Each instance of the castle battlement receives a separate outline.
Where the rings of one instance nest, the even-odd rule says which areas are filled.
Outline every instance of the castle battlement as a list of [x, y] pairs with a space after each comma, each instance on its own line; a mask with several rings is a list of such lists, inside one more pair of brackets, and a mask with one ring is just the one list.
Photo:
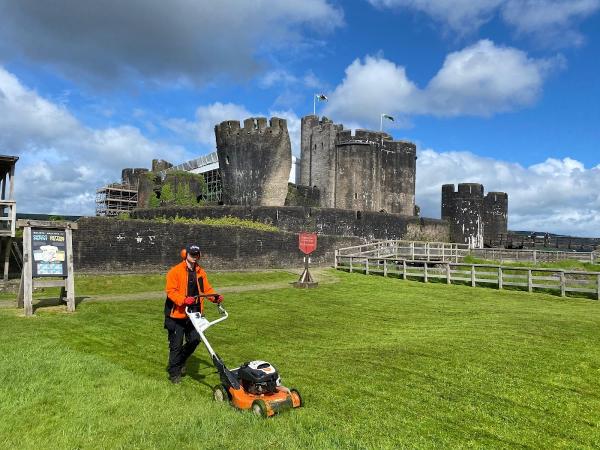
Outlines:
[[483, 197], [483, 185], [480, 183], [459, 183], [458, 194], [461, 197]]
[[371, 130], [355, 130], [354, 134], [352, 130], [342, 130], [337, 135], [338, 145], [358, 144], [358, 145], [371, 145], [381, 144], [382, 142], [391, 142], [392, 137], [382, 131], [371, 131]]
[[508, 201], [508, 194], [506, 192], [488, 192], [485, 201], [492, 203], [506, 202]]
[[287, 133], [287, 121], [279, 117], [272, 117], [268, 122], [266, 117], [249, 117], [244, 120], [241, 127], [238, 120], [226, 120], [215, 126], [215, 134], [219, 137], [240, 134], [280, 134]]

****************

> _Set problem_:
Turn the records above into a numbered list with one line per item, skipping any blank lines and leaving out the pictures.

> _Reply to the task_:
1. Each instance of the castle battlement receives a separate outline.
2. Where the rings of one instance nest, the even-odd rule says which areas are filled.
3. Outline every instance of the castle battlement as a list of [x, y] pairs with a space after each comma, each instance on its own line; a mask with several rings is a list of such lists, inside one more pair of brackets, and a mask with one ring is just the one list.
4. Photo:
5. Outlines:
6. [[483, 197], [483, 185], [480, 183], [459, 183], [458, 194], [461, 197]]
7. [[371, 130], [355, 130], [354, 134], [352, 130], [342, 130], [337, 135], [338, 145], [358, 144], [358, 145], [371, 145], [381, 144], [382, 142], [391, 142], [392, 137], [382, 131], [371, 131]]
8. [[508, 201], [508, 194], [506, 192], [488, 192], [485, 201], [492, 203], [506, 202]]
9. [[287, 133], [287, 121], [279, 117], [272, 117], [268, 122], [266, 117], [249, 117], [244, 120], [241, 127], [238, 120], [226, 120], [215, 126], [215, 134], [219, 137], [240, 134], [280, 134]]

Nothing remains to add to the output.